----- RECORDS SUPPLIED

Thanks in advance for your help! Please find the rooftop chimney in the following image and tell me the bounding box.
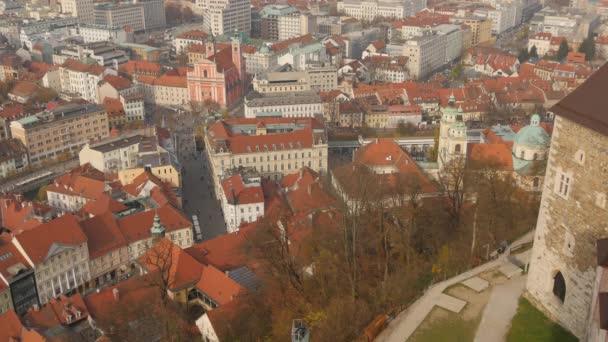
[112,288,120,302]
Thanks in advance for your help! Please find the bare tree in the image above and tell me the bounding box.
[439,156,466,229]
[140,239,173,304]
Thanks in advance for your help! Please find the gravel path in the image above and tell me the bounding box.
[475,275,526,342]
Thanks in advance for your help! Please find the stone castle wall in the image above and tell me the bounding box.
[526,117,608,340]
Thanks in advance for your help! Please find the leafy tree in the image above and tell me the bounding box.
[529,45,538,58]
[517,48,530,63]
[555,39,570,61]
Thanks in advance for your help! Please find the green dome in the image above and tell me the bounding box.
[514,114,551,147]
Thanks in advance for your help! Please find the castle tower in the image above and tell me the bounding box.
[150,212,167,243]
[230,36,247,81]
[437,94,467,171]
[524,65,608,341]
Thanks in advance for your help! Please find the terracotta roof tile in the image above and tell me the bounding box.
[24,293,89,330]
[0,309,23,342]
[61,59,106,75]
[196,266,246,305]
[222,173,264,205]
[118,205,192,243]
[103,75,131,90]
[15,214,87,264]
[469,144,513,171]
[9,81,38,97]
[270,34,313,52]
[80,212,127,260]
[138,238,204,291]
[186,224,255,271]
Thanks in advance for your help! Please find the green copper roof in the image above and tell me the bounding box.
[150,213,166,235]
[514,114,551,147]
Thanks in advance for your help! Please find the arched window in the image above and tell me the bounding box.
[553,272,566,302]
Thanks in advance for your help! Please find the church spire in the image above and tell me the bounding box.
[150,211,167,239]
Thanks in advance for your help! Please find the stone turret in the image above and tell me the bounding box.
[150,213,167,243]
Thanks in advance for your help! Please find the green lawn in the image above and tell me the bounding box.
[408,307,479,342]
[507,297,578,342]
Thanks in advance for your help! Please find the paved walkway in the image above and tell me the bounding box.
[375,231,534,342]
[474,275,526,342]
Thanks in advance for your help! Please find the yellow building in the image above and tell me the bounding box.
[118,164,182,188]
[11,104,109,164]
[464,18,492,46]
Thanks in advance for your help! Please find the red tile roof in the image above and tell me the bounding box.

----------

Copy out verbatim everything in the entries above, from the line containing "Thanks in advance for your help! Please find the paved" down to the final line of the entries, with both of those lines included.

**TASK RESULT:**
Thanks in advance for your help! Please find the paved walkway in the image above and tell me the bounding box.
[375,231,534,342]
[474,275,526,342]
Thanks in advance for your help! Please find the yellow building in the image above and tell me the bounding box.
[118,164,182,188]
[11,104,109,164]
[464,18,492,46]
Thanks in advance for your help! Please find the red tile roof in the image above and tell me the bounding box.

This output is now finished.